● **What this task involves**: Copy every one of the entries below word for word, with nothing changed or left out.

● **Material for this exercise**:
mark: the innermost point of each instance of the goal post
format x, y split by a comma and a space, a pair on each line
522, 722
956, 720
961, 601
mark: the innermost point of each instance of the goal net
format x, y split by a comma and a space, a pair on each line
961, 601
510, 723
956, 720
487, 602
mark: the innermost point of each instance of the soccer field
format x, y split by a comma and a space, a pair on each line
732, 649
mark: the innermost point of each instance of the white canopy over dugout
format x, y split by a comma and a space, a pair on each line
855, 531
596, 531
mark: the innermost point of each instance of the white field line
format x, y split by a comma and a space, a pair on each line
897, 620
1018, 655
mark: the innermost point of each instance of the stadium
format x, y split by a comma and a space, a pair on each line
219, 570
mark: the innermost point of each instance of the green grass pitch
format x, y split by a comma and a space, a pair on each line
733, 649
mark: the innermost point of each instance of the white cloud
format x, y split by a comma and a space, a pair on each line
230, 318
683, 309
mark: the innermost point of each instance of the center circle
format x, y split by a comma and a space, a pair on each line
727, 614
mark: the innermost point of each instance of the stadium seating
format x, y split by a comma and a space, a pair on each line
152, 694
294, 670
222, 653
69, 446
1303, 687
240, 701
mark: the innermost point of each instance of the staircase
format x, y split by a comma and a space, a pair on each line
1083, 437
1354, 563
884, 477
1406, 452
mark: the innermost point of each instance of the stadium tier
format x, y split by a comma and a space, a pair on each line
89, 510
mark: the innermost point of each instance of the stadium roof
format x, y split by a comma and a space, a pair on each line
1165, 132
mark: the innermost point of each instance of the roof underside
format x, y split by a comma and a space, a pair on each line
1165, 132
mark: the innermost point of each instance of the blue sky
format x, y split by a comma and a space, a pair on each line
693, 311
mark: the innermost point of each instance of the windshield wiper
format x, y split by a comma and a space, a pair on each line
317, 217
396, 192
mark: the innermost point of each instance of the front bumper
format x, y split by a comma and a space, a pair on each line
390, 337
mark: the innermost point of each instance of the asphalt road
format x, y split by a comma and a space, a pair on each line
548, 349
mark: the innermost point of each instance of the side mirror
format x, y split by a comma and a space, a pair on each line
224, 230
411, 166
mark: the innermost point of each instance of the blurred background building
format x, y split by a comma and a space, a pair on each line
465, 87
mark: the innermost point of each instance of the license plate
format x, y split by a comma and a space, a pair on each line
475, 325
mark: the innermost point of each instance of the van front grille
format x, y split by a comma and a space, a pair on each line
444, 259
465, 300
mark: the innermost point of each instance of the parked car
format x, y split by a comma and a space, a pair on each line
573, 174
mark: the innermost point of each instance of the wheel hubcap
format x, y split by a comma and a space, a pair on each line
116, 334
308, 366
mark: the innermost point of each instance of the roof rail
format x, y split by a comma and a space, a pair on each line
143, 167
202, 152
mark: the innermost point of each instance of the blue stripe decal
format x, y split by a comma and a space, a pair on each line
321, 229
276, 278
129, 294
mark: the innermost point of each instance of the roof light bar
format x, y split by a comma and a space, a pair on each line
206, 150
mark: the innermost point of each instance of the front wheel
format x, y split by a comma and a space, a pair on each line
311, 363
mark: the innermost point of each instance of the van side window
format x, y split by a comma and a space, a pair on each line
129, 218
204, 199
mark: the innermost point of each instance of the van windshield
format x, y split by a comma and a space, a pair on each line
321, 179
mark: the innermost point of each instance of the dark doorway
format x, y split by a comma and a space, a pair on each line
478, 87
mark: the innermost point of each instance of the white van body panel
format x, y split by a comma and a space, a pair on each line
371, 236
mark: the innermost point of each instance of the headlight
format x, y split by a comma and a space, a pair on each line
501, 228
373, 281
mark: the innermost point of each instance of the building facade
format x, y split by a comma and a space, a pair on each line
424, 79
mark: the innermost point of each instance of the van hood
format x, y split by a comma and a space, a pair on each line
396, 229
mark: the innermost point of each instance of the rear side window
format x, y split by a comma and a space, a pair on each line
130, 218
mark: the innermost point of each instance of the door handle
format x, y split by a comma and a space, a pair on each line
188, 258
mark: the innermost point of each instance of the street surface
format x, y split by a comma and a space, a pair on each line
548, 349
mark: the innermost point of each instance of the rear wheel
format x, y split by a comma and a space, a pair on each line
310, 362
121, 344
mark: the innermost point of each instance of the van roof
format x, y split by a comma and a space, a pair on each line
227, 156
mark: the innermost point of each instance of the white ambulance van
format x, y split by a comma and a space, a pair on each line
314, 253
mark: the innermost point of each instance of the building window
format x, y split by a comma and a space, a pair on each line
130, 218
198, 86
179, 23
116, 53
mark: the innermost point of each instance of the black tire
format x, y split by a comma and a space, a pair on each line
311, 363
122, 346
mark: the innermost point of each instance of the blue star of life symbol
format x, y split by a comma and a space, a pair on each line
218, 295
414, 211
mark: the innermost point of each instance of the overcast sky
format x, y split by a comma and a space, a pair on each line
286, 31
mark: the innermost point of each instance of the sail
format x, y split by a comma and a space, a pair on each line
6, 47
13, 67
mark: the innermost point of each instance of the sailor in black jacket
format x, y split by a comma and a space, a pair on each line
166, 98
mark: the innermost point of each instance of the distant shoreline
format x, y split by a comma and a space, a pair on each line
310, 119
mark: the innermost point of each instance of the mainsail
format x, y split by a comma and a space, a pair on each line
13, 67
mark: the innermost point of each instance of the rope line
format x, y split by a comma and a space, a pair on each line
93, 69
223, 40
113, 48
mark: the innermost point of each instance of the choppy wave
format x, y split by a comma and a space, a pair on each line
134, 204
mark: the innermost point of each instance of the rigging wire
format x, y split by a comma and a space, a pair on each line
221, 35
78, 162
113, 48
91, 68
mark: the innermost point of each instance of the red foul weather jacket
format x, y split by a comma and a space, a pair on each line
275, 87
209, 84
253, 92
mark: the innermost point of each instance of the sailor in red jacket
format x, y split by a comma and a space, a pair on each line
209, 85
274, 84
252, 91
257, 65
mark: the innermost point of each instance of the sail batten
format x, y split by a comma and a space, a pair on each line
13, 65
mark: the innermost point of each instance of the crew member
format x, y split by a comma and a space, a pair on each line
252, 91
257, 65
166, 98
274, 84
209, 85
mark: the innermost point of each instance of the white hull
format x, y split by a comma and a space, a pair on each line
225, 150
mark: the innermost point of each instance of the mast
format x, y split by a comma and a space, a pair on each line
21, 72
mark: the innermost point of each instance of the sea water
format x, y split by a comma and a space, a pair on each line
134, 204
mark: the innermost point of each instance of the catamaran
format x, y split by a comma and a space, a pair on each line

● **Exercise answer**:
mark: the innermost point of each instance of the goal post
format x, y split by a comma and a space, a pair on each line
522, 722
956, 720
961, 601
mark: the innermost point of each instance of the goal net
format x, y split by a comma and a space, a pair on each line
961, 601
510, 723
956, 720
487, 602
mark: the innermost point of each instance of the soccer field
format x, y split by a comma and a space, a pair on each line
732, 649
mark: the innermost point of each instance of the white canopy over dugout
format x, y split by a comma and a space, a pair on each line
855, 531
596, 531
mark: the innermost point of each instance of the white field line
format x, y split by a comma and a space, a pair on each line
897, 620
1018, 655
mark: the innermost point of each instance of the stadium
format x, y split by a comma and a space, a pair on each line
219, 570
mark: the innermost point of each instance of the green grass pitch
format x, y split by a comma and a space, a pair on each line
733, 649
mark: the innermost point of each instance of the white cloud
format x, y split by a comma and a space, a pair on each line
230, 318
683, 309
mark: the innermost point of each instance of the center circle
format x, y split by a comma and a space, a pair on each line
727, 614
mark: the innermost point of each instance of the stadium seating
format x, y split by a comma and a space, a pair on each line
152, 694
294, 670
222, 653
69, 446
1303, 687
240, 701
mark: the innermost point of each instance of the staircase
format x, y split by a comma and a space, a pair on each line
1083, 437
1354, 563
884, 477
1406, 452
mark: the innermost point of each instance of the stadium tier
format x, y split by a comma and a space, a pair on each line
89, 510
mark: the innermost point of each instance of the stadium roof
format x, y split by a comma and a space, a pair on each line
1165, 132
mark: the innermost point of each instance of the roof underside
format x, y split by a comma and a space, a pair on each line
1165, 132
mark: the innermost point of each instance of the blue sky
format x, y split by a comma and a space, a pair on each line
693, 311
mark: the innermost point of each instance of the windshield wiper
format x, y split by a comma and a space, a pair on each line
317, 217
396, 192
mark: the innermost point of each instance of the front bumper
format x, y split by a comma and a space, a pair on each line
390, 337
mark: the innermost point of each instance of the asphalt road
format x, y split by a comma and a space, a pair on each line
548, 349
mark: the innermost point of each instance of the side mirror
format x, y split by a comma and a space, a pair on each line
224, 230
411, 166
mark: the innermost point of each instance of the blurred background building
format x, y split by a comma and a space, a pair on each line
465, 87
mark: the innermost point of each instance of the license plate
format x, y split by a comma and a space, a pair on each line
475, 325
mark: the innermost point of each instance of the van front grille
format x, y split by a comma and a space, a pair on each line
444, 259
465, 300
mark: the innermost point of each instance of the parked car
format x, y split by a comma and a space, a pair on each line
573, 174
mark: the innermost point of each instance of the wheel hubcap
format x, y split by a comma and a space, a pair on each line
116, 334
308, 366
mark: the innermost point of each instance of the roof rail
format x, y split by a comma and a space, a pair on each line
143, 167
202, 152
mark: the innermost point of each instance of the blue stripe decal
format x, y split by a comma and a space, a pair on each line
321, 229
276, 278
129, 294
mark: the innermost point of each instance of the roof light bar
format x, y split by a comma and a space, a pair on each line
206, 150
mark: the innermost point of each instance of the front wheel
format x, y split by a comma and a space, a pair on each line
311, 363
mark: the innermost point of each instance of the van side window
format x, y split by a comma and a space, a pair on each line
129, 218
204, 199
mark: the innermost point of each instance of the van windshield
format x, y split by a comma and a space, a pair on each line
321, 179
mark: the innermost point of each instance of the dark doorway
format x, y split by a comma and a space, a pair on each line
478, 87
mark: the innermost point of each instance of the white van body panel
format x, y split by a comma and a space, a pair on each line
371, 236
mark: the innermost point of each instance of the headlight
format x, y split by a comma and a space, a pair on each line
501, 228
373, 281
mark: the innermost point of each instance of the building facade
format x, y split by a comma and a space, a pair on each line
424, 79
mark: the innermost point of each instance of the van hood
format x, y split by a comma and a space, a pair on each line
396, 229
mark: the innermost point of each instance of the rear side window
format x, y split by a comma and a space, a pair on each line
130, 218
mark: the innermost point of each instance of the door handle
format x, y split by a comma and a space, a pair on each line
188, 258
mark: the innermost point of each instance of the street surface
format x, y split by a comma and a space, a pair on each line
548, 349
mark: the innermost point of each instance of the rear wheel
format x, y split by a comma and a space, a pair on each line
310, 362
121, 344
mark: the innermost point of each instance of the van roof
format x, y split by a comma and a space, a pair on each line
227, 156
mark: the innermost point of each instance of the white ambulance van
format x, y split by a comma and a space, a pair on each line
314, 253
mark: the innermost point of each instance of the building window
format x, y split by a comma and a space, a pair on each line
130, 218
198, 86
179, 23
116, 53
mark: the innermost point of each instance of the black tire
format x, y split by a comma and a space, a pair on each line
311, 363
122, 346
mark: the innermost point of each instance of the blue star of life symbol
format x, y split by a comma and a space, a pair on each line
218, 295
414, 211
mark: the innermost point of each instance of the overcast sky
format x, y split by a comma and a space, a pair on each line
286, 31
mark: the innermost point of each instance of the sail
format x, y split by a comma and a space, a pair on each line
6, 47
13, 67
mark: the innermost point of each instance of the sailor in black jacket
format x, y split by a comma and a space, a pair on each line
166, 98
mark: the innermost point of each instance of the distant shoreline
format x, y split by a comma and a space, a pair on each line
310, 119
mark: the innermost point of each instance of the mainsail
format x, y split by a comma and a space, a pair on each line
13, 67
mark: the innermost point of each instance of the rope line
format x, y split by a comma and a space, a pair on each line
93, 69
223, 40
113, 48
mark: the innermost point of each instance of the choppy wave
format x, y split by a comma and a space, a pair on each line
134, 204
mark: the innermost point of each instance of the rigging wire
format x, y split by a comma and a space, a pair on each line
221, 35
78, 162
113, 48
91, 68
mark: the innermost point of each instance of the red foul weather jacket
format x, y split by a comma and a space, a pair on each line
275, 87
209, 84
253, 92
mark: the innermost point of each instance of the sailor in red jacket
format x, y split by a comma and a space, a pair on each line
209, 85
274, 84
252, 91
257, 65
mark: the innermost point of each instance of the sail batten
format x, y split by a comma and a space, a pair on each line
13, 65
mark: the innermost point of each instance of the crew member
format x, y split by a comma and a space, a pair on each line
252, 91
257, 65
166, 98
274, 84
209, 85
mark: the innermost point of each instance of the white hull
format x, y split by a comma and a space, a pair on each line
225, 150
mark: the innermost point of each instance of the mast
format x, y split by a comma and a space, a pair on each line
21, 72
mark: the innermost point of each instance of the sea water
format x, y split by a comma and a space, a pair on each line
134, 204
mark: the innermost point of each instance of the catamaran
format x, y split by a comma and a space, a pair on each line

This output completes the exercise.